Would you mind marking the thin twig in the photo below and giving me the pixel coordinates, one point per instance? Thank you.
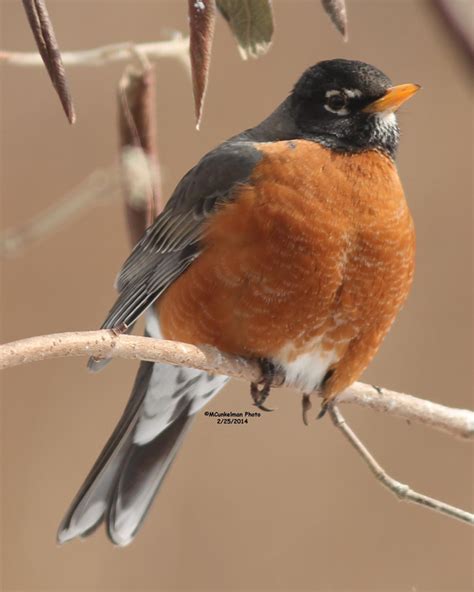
(177, 47)
(105, 344)
(97, 188)
(402, 491)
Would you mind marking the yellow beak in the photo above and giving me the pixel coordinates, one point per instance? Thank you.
(393, 98)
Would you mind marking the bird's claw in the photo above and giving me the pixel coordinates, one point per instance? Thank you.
(260, 391)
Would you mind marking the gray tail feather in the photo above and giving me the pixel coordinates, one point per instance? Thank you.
(126, 477)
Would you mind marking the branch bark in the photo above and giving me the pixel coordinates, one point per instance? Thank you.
(105, 344)
(178, 48)
(401, 490)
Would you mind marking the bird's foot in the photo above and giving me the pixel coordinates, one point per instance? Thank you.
(260, 390)
(306, 407)
(324, 407)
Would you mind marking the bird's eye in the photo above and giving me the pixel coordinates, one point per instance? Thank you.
(336, 102)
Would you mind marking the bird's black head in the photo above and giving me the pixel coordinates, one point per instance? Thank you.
(349, 106)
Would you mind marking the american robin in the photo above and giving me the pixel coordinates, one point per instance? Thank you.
(290, 243)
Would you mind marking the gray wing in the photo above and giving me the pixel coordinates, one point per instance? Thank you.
(172, 242)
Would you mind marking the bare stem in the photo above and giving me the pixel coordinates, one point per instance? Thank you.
(402, 491)
(105, 344)
(178, 48)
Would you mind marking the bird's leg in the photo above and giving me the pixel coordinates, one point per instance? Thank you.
(260, 390)
(324, 407)
(306, 405)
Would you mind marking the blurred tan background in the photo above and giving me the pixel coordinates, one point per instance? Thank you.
(271, 505)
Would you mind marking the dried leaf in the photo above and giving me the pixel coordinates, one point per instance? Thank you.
(336, 9)
(47, 46)
(251, 22)
(139, 161)
(202, 16)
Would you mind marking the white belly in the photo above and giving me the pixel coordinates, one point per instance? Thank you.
(307, 370)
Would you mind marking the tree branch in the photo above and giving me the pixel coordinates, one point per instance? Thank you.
(402, 491)
(105, 344)
(178, 48)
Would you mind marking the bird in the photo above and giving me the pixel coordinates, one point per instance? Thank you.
(291, 244)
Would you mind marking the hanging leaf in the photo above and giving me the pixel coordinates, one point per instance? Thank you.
(251, 22)
(202, 16)
(43, 32)
(138, 152)
(336, 9)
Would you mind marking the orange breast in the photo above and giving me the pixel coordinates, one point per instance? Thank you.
(317, 248)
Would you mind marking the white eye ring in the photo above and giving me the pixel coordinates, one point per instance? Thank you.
(336, 93)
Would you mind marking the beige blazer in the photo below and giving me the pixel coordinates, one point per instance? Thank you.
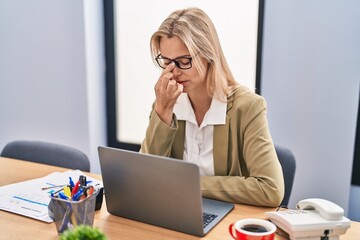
(246, 166)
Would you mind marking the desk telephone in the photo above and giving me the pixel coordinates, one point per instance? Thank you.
(314, 219)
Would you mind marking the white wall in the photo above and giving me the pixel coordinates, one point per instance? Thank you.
(49, 89)
(310, 78)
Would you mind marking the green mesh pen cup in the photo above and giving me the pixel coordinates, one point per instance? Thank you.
(68, 214)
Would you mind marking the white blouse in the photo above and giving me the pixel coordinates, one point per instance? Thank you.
(198, 146)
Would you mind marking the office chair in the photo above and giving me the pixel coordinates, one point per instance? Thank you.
(288, 164)
(47, 153)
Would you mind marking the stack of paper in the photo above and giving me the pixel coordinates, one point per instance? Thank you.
(30, 199)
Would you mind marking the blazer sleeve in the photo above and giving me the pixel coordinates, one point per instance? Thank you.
(254, 172)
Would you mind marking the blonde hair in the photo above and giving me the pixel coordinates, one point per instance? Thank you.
(194, 27)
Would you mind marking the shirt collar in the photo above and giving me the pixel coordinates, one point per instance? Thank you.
(216, 114)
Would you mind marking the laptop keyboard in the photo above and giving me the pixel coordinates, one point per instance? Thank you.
(207, 218)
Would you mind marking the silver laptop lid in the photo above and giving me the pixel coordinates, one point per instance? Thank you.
(152, 189)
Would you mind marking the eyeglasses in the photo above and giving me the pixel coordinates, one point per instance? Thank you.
(183, 62)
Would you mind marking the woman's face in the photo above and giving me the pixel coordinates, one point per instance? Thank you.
(174, 48)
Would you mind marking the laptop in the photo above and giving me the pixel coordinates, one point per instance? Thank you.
(157, 190)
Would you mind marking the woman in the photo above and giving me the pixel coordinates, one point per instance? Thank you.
(202, 115)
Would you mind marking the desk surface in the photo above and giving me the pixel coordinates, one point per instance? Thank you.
(13, 226)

Short task:
Please lay out all of the material above as a two-column CSV with the headers text and coordinates, giving one row for each marking instruction, with its wording and all the points listed after it, each in a single quoted field with line breaks turned into spaces. Leave the pictures out.

Response to this exercise:
text,coordinates
"Would you mind marking the thin twig in the photo below and giving me the pixel coordinates, one point per instance? Thank you.","(177, 47) (105, 344) (97, 188) (402, 491)"
"Would you mind marking the yellow beak in the photo above and giving me the pixel coordinates, one point per instance? Thank you.","(393, 98)"
"Would you mind marking the bird's claw in the photo above and giving me the pixel coordinates, one point per instance? Thank you.","(260, 391)"
"Would you mind marking the gray tail feather in the photo above and giving me the pixel coordinates, one point per instance? Thank you.","(126, 477)"
"Would you mind marking the branch bark in the photo above and giving me the pixel coordinates, one point per instance? Thank you.","(105, 344) (178, 48) (401, 490)"
"Would you mind marking the bird's foot in the photo above and giving me the pixel coordinates, one point per instance? Thank you.","(260, 390) (306, 407) (324, 407)"
"Would you mind marking the bird's eye in the photo above and giving me the pixel coordinates, one point per instance? Thank you.","(336, 102)"
"Would you mind marking the bird's black head in the photo above and giving me the pixel coordinates, one point per instance? Thank you.","(349, 106)"
"Would you mind marking the american robin in the photo above and giving me the pixel coordinates, one point per instance? Thank you.","(290, 243)"
"Would you mind marking the gray wing in the photo above and giving me the pixel coordinates, one point per instance? Thank you.","(172, 242)"
"Would you mind marking the bare stem in the photo above and giving me the pixel coordinates, one point per instance? Thank you.","(402, 491) (105, 344) (178, 48)"
"Would you mind marking the bird's leg in the photo above and giving me the pixel coordinates, one point per instance? Thank you.","(260, 390) (324, 407) (306, 405)"
"Would you mind marking the blurred tan background in the photo above and giving me the pixel coordinates, one point per instance? Thank you.","(271, 505)"
"Would you mind marking the dried leaf in the photo above and giving me the pixel coordinates, one point per instance? Thank you.","(336, 9) (47, 46) (251, 22) (139, 161) (202, 16)"
"Would you mind marking the white belly in the photo above and giving me the pixel coordinates, one point per instance? Thank you.","(307, 370)"
"Would you mind marking the tree branch in the photo above and giving me the pixel coordinates, one point per instance? Thank you.","(402, 491) (105, 344) (178, 48)"
"Would you mind marking the bird in the photo above and giving me the pixel coordinates, one point per instance? Thank you.","(291, 244)"
"Would you mind marking the hanging leaf in the photo above and giving me the pixel coordinates, one point per instance? Thank you.","(251, 22) (202, 16) (43, 32) (138, 152) (336, 9)"
"Would you mind marking the orange breast in the photo above and giving me the pixel coordinates, one point per instance? Thank you.","(317, 248)"
"Would you mind marking the white eye ring in the photo above and giving me the pixel coordinates, one point per instance? Thank you.","(336, 93)"
"Would you mind marking the beige blazer in the photo below and giving me the pixel coordinates, one point per instance? Thank you.","(246, 166)"
"Would you mind marking the desk telephone in the photo above and giving me the pixel coordinates, one point per instance? Thank you.","(314, 219)"
"Would you mind marking the white wall in the photo above and giving me the pixel coordinates, one point per instance? Thank you.","(49, 89) (310, 78)"
"Would you mind marking the green mesh pen cup in the photo above and giving me the pixel coordinates, one point per instance? Thank you.","(68, 214)"
"Would you mind marking the white blouse in the photo above and giving me the pixel coordinates, one point per instance? Thank you.","(198, 146)"
"Would you mind marking the office chair in the photo above and giving me the pixel coordinates, one point per instance? Thank you.","(288, 164) (47, 153)"
"Would you mind marking the stack of paper in the photo above and giving me the pixel coordinates, one point per instance? Thank you.","(30, 199)"
"Would you mind marking the blazer sleeve in the photo above and giving me the pixel coordinates, one point per instance? Thank you.","(254, 172)"
"Would you mind marking the blonde hair in the photo above and giving me the pixel coordinates, one point per instance? Thank you.","(194, 27)"
"Would you mind marking the shirt collar in the photo above and giving me the pixel coordinates, one point per instance? Thank you.","(216, 114)"
"Would you mind marking the laptop keyboard in the photo above and giving me the pixel coordinates, one point per instance? Thank you.","(207, 218)"
"Would you mind marking the silver laptop lid in the photo above and giving me the pixel coordinates, one point per instance? Thank you.","(152, 189)"
"Would you mind marking the eyeglasses in the photo above and giving me the pixel coordinates, one point per instance? Thank you.","(183, 62)"
"Would you mind marking the woman's face in the photo above and giving me the pixel coordinates, one point per instance? Thank you.","(174, 48)"
"Would you mind marking the laptop in the photo above and giving me the pixel coordinates, one point per instance? Thank you.","(157, 190)"
"Would you mind marking the woman in the photo above and giving me the pixel coordinates, one point per instance? Thank you.","(202, 115)"
"Would you mind marking the desk surface in the photo above and giving me the pixel coordinates, one point per instance? Thank you.","(13, 226)"